After finding the line with "Query: wholemeal bread loaf" in the entries below, copy that line and each one after it exactly, through the last line, and omit pictures.

= Beginning of Section =

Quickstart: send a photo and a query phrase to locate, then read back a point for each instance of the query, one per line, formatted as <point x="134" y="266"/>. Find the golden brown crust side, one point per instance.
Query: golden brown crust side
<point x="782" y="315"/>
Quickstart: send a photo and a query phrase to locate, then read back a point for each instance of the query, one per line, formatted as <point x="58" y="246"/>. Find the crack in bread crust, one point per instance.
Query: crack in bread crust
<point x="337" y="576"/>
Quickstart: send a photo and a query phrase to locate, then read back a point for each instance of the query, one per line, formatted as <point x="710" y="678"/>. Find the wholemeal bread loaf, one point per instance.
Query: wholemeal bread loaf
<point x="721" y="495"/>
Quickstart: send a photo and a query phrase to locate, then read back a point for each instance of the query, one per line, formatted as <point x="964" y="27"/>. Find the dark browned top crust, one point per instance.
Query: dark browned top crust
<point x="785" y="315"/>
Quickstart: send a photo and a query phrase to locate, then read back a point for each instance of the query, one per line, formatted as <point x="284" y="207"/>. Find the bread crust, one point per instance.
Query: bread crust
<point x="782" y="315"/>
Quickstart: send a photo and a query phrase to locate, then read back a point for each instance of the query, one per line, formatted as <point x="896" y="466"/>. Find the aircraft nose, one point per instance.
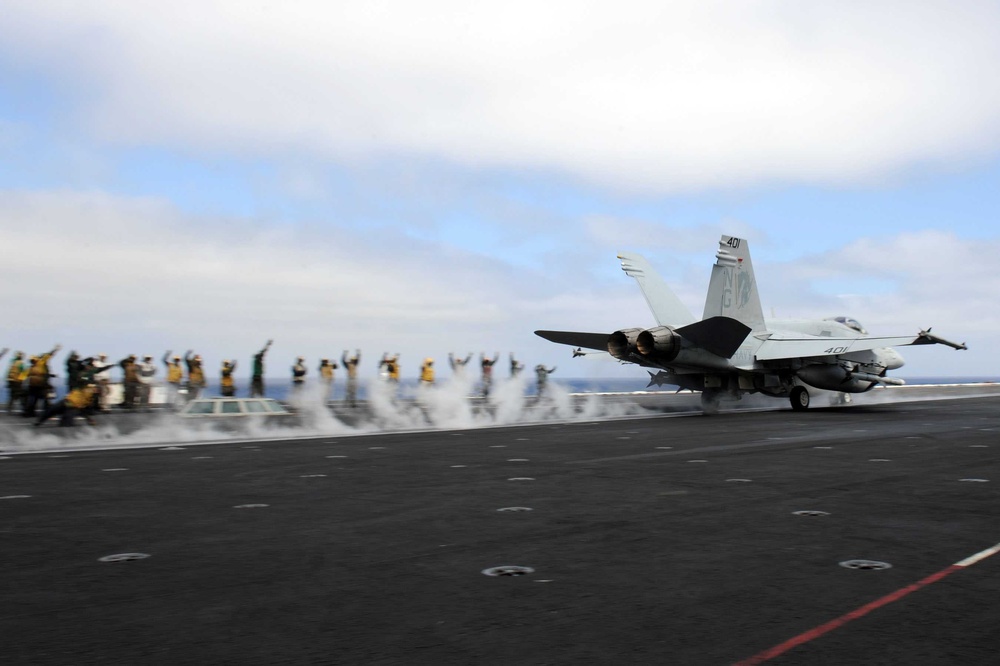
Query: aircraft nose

= End of Section =

— Response to this exercise —
Query: wholemeal bread loaf
<point x="721" y="495"/>
Quickstart: send a photo and a query phrase to locate, then read back a point for each instance of the query, one per line, formatted as <point x="964" y="27"/>. Find the dark browned top crust, one point per instance.
Query: dark browned top crust
<point x="785" y="315"/>
Quickstart: send a photo and a query phrase to locate, then read back a point for each instance of the query, one per line, formatted as <point x="284" y="207"/>. Find the bread crust, one point per instance.
Query: bread crust
<point x="782" y="315"/>
Quickstart: send a photo and a query phrase to locate, then read back a point for each instance of the query, one per line, formatted as <point x="896" y="466"/>. Find the aircraft nose, one point per instance.
Query: aircraft nose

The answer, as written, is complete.